"İçtihat Metni"
İNCELENEN KARARIN
MAHKEMESİ : İstanbul Bölge Adliye Mahkemesi 42. Hukuk Dairesi
SAYISI : 2021/1025 E., 2023/1297 K.
KARAR : Başvurunun kısmen kabulü, yeniden esas hakkında hüküm tesisi
İLK DERECE MAHKEMESİ : Küçükçekmece 7. Aile Mahkemesi
SAYISI : 2019/654 E., 2021/180 K.
Taraflar arasındaki Boşanma davasından dolayı yapılan yargılama sonunda İlk Derece Mahkemesince davanın reddine karar verilmiştir.
Kararın davacı erkek vekili ve davalı kadın vekili tarafından istinaf edilmesi üzerine Bölge Adliye Mahkemesince kadının istinaf başvurusunun kısmen kabulü ile hükmün kısmen kaldırılmasına, davalı kadın vekilinin sair, davacı erkek vekilinin tüm istinaf başvurusunun esastan reddine karar verilmiştir.

(Koordinat işaretleme girdileri)
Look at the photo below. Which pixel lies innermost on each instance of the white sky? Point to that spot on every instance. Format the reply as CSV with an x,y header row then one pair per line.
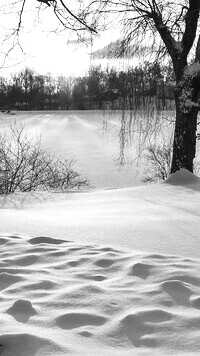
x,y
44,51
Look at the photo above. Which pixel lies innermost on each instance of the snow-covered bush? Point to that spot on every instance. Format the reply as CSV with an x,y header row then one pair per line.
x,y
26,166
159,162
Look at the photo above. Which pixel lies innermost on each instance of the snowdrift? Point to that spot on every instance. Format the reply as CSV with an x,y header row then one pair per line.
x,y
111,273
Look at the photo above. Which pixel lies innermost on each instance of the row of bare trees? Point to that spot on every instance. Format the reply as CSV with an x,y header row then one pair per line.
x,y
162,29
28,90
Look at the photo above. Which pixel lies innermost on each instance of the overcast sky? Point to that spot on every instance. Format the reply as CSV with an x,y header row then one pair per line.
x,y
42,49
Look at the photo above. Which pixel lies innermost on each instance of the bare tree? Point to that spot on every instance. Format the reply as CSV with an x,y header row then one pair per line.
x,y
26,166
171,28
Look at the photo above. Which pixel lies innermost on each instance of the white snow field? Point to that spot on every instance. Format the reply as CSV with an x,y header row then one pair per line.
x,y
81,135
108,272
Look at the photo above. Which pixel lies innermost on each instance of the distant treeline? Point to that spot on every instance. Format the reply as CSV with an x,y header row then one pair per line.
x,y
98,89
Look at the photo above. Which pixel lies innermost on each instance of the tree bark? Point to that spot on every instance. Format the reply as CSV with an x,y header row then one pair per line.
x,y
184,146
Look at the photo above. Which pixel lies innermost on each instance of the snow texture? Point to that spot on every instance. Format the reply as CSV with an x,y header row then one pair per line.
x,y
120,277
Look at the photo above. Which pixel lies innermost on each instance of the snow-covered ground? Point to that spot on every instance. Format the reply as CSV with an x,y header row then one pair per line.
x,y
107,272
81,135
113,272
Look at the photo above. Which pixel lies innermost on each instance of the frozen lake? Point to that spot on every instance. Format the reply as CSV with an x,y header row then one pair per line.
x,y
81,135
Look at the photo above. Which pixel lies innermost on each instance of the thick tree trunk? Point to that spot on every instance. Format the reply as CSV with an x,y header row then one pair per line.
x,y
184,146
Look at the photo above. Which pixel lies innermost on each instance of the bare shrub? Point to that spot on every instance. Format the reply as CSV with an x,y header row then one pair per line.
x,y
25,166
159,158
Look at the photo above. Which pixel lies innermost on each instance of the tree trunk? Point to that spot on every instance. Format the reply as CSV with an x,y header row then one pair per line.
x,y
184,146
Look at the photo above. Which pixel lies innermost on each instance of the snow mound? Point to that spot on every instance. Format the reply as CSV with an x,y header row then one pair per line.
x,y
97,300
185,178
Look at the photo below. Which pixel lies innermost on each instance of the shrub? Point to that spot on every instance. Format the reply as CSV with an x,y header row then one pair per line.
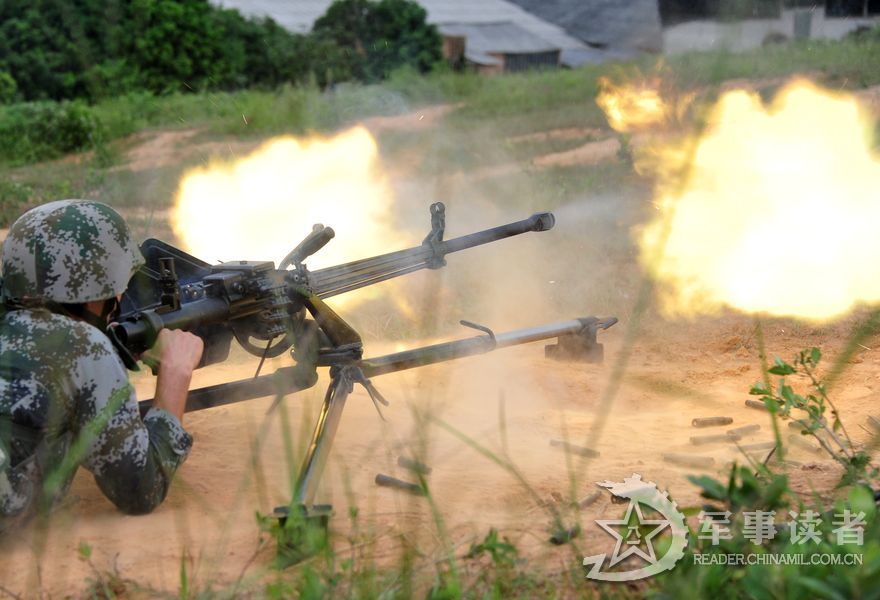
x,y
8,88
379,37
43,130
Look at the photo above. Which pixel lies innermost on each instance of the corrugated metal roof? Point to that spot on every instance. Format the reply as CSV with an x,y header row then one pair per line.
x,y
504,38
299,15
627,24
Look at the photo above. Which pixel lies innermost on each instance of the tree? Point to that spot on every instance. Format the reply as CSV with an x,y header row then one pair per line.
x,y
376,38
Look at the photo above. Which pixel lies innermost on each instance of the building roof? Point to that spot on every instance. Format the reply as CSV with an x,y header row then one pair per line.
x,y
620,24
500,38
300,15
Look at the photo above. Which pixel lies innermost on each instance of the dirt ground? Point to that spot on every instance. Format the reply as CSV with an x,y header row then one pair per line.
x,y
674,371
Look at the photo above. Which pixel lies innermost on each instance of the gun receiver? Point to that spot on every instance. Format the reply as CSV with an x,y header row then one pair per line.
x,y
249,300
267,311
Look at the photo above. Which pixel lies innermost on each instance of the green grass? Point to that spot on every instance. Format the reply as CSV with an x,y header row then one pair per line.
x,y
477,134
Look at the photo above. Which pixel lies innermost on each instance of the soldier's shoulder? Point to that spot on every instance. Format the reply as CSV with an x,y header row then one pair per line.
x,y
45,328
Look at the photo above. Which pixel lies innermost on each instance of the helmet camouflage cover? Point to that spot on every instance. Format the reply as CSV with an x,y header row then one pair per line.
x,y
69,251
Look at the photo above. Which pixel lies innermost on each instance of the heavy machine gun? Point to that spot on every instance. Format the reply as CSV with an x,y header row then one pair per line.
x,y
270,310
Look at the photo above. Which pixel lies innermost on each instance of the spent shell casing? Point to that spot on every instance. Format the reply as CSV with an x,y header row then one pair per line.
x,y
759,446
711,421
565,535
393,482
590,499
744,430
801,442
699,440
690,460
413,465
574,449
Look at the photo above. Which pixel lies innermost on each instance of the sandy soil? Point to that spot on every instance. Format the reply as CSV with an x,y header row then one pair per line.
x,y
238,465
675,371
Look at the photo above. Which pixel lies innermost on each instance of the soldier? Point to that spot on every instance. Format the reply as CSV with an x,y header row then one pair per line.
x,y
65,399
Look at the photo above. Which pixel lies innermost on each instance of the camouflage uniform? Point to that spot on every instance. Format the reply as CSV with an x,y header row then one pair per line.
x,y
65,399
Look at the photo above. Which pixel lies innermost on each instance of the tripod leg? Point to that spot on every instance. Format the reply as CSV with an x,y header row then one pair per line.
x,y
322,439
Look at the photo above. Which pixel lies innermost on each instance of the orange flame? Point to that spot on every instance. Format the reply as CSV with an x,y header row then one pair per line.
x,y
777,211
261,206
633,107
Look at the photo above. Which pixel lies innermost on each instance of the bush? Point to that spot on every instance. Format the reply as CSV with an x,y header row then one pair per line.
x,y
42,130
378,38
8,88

Görev listesi
- A) İçtihat metnine göre İlk Derece Mahkemesi boşanma davası hakkında nasıl bir karar vermiştir?
- B) İçtihat metninin "KARAR : Başvurunun" ile başlayıp "E., 2021/180 K." ile biten kısmını aynen yazın.

Görev sonuçları
- A) Davanın reddine karar vermiştir.

- B)
KARAR : Başvurunun kısmen kabulü, yeniden esas hakkında hüküm tesisi
İLK DERECE MAHKEMESİ : Küçükçekmece 7. Aile Mahkemesi
SAYISI : 2019/654 E., 2021/180 K.